Position identification records
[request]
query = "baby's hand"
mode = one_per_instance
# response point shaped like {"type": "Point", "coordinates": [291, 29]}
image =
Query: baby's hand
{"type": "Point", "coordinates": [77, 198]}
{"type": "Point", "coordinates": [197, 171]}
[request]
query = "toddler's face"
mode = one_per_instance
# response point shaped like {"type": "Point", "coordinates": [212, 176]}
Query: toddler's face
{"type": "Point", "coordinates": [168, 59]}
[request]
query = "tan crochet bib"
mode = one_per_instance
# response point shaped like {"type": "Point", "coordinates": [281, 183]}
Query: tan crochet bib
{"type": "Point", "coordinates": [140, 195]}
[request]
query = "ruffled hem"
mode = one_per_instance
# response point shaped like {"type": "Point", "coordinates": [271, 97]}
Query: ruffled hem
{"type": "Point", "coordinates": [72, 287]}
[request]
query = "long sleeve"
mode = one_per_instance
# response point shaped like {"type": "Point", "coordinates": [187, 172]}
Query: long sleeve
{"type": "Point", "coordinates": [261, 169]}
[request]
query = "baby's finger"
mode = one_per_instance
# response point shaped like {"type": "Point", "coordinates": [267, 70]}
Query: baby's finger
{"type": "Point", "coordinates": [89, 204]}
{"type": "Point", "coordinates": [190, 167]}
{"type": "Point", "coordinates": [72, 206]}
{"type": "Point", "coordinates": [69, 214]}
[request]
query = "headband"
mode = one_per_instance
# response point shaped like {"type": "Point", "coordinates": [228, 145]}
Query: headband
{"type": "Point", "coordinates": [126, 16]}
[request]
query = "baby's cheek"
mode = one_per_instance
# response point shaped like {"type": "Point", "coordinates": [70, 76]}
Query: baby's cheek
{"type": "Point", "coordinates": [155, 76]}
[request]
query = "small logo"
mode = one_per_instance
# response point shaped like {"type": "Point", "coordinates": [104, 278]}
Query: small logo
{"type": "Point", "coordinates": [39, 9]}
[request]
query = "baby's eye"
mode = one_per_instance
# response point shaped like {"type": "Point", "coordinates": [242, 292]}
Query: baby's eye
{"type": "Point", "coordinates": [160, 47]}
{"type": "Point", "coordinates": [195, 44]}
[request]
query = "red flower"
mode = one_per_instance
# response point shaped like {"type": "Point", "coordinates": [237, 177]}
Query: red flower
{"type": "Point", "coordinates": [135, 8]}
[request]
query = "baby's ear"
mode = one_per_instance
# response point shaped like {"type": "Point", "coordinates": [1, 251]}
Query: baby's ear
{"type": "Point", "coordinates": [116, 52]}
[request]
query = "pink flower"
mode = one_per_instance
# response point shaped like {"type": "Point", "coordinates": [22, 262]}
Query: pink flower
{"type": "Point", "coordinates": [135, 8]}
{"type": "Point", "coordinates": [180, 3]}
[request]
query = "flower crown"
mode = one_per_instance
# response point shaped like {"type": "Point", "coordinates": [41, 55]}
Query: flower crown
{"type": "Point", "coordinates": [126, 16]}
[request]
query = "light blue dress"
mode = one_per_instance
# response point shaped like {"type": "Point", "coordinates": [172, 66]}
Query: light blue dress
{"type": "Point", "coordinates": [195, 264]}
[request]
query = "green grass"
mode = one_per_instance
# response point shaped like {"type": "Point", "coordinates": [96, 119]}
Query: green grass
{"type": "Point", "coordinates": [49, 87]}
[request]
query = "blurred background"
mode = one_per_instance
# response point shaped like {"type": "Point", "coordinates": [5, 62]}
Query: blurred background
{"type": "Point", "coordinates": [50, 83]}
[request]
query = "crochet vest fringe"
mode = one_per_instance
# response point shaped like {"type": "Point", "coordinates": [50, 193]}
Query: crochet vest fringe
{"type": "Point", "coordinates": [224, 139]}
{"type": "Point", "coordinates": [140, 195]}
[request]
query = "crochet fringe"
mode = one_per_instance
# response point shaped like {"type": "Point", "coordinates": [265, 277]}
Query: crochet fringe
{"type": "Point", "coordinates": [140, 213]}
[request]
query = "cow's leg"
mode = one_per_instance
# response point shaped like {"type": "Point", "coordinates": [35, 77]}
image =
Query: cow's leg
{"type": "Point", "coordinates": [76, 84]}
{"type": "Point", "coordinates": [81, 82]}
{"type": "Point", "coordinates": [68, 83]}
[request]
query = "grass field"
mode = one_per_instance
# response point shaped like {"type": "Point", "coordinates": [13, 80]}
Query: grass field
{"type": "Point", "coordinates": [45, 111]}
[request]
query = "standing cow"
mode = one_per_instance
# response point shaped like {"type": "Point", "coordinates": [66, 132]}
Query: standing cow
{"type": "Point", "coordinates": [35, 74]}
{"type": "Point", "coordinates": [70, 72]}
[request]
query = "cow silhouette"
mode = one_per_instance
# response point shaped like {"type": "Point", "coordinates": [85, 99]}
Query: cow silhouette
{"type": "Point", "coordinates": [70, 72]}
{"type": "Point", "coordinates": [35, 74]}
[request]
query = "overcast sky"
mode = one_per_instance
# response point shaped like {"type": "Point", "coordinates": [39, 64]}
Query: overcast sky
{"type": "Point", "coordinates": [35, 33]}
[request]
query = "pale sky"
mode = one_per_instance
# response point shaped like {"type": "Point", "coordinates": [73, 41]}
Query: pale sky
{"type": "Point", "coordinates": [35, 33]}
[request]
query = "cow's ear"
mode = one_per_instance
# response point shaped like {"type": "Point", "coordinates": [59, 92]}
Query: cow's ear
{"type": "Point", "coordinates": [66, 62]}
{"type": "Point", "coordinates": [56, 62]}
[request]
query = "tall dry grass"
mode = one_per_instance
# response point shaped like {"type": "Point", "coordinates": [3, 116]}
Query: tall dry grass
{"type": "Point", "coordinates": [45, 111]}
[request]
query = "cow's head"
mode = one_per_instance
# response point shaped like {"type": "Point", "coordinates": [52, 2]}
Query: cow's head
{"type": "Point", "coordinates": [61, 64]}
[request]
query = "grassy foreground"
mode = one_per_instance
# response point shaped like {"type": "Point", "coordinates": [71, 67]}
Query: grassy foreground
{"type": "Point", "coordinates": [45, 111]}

__Written request__
Pick out each line of the material above that contains the word "face".

__Full answer__
query = "toddler's face"
Query: toddler's face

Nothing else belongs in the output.